**PAGE EXCERPT**
ATP content in distal colon samples of C57Bl (N = 15 and 8), Muc2−/− (N = 15), and C57Bl/6 + DNP (N = 8) mice was determined as described previously with minor modifications96. Briefly, tissue samples were placed in 200 µl 70% ethanol (v/v) containing 2 mM EDTA (pH 10.9) and snap-frozen in liquid nitrogen. The samples were thawed and homogenized by sonication, ATP extracts were diluted 10 times with a buffer containing 0.1 M Tris–HCl and 2 mM EDTA (pH 7.8). ATP was measured using a commercially available ATP Assay Kit (#119107, Merck, Germany) as per manufacturer’s instructions with luminometer Berthold TriStar LB 941 (Berthold Technologies, Germany). ATP concentration was normalized to total protein, which was measured as described by Bradford91 and presented as fold change over control.

**EXERCISE INSTRUCTIONS**
1. Return, word for word, the part of the ATP measurement text that opens with the words containing "ATP content in" and closes with "change over control.".
2. Resume the ATP measurement text right after its last sentence and keep writing it.

**DATA FOR ANALYSIS**
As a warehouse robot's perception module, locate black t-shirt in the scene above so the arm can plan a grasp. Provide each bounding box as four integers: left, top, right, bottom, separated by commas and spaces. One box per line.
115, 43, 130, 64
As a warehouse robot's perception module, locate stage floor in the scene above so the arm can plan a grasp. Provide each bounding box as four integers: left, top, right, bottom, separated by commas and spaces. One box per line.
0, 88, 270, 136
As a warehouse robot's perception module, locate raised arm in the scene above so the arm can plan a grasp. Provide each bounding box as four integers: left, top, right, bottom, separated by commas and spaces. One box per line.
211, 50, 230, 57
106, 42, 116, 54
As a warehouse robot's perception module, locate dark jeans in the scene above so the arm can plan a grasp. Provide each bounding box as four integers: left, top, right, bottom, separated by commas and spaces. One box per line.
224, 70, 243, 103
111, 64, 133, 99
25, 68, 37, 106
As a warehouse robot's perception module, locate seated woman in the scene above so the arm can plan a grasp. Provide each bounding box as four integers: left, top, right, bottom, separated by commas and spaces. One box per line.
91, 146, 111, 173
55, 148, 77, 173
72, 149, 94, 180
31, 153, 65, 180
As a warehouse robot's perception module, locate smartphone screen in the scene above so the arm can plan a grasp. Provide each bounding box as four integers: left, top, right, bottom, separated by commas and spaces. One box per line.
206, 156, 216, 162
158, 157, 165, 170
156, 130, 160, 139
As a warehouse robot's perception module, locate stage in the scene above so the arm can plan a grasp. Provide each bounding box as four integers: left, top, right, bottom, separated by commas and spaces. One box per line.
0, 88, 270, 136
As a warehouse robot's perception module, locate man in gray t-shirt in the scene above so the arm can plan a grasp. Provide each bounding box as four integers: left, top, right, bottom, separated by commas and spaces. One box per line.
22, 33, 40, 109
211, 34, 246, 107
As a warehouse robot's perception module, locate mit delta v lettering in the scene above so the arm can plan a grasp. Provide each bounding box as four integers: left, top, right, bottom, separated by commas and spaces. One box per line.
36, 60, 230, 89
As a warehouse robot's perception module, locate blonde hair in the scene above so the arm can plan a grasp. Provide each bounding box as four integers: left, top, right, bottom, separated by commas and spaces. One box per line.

**OUTPUTS BY TASK**
1.
ATP content in distal colon samples of C57Bl (N = 15 and 8), Muc2−/− (N = 15), and C57Bl/6 + DNP (N = 8) mice was determined as described previously with minor modifications96. Briefly, tissue samples were placed in 200 µl 70% ethanol (v/v) containing 2 mM EDTA (pH 10.9) and snap-frozen in liquid nitrogen. The samples were thawed and homogenized by sonication, ATP extracts were diluted 10 times with a buffer containing 0.1 M Tris–HCl and 2 mM EDTA (pH 7.8). ATP was measured using a commercially available ATP Assay Kit (#119107, Merck, Germany) as per manufacturer’s instructions with luminometer Berthold TriStar LB 941 (Berthold Technologies, Germany). ATP concentration was normalized to total protein, which was measured as described by Bradford91 and presented as fold change over control.

2.
Colonic crypt isolation

Crypts were isolated as described previously97 with modifications. Briefly, colonic samples from 3 C57Bl/6 and 3 Muc2−/− males were removed and placed in a Petri dish with ice-cold PBS. Feces were flushed with ice-cold PBS using a 5-ml syringe, peritoneal fat was removed with scissors. The colon was dissected longitudinally and washed three times with cold PBS. Then, it was cut in 5 mm pieces, placed in a 50 ml tube and washed three times with 30 ml of ice-cold PBS. After the last wash, tissue samples were transferred to the pre-warmed 3 mM EDTA/1 mM DTT/PBS buffer and incubated at 37 °C in a water bath for 30 min. The released crypts were filtered through a 70 µm strainer, briefly washed with PBS and spun at 500 g for 5 min. The crypts were resuspended in 1 ml of pre-warmed DMEM containing 10% FBS and 1% penicillin–streptomycin (all ThermoFisher Scientific, Waltham, MA, USA) and used for further analyses.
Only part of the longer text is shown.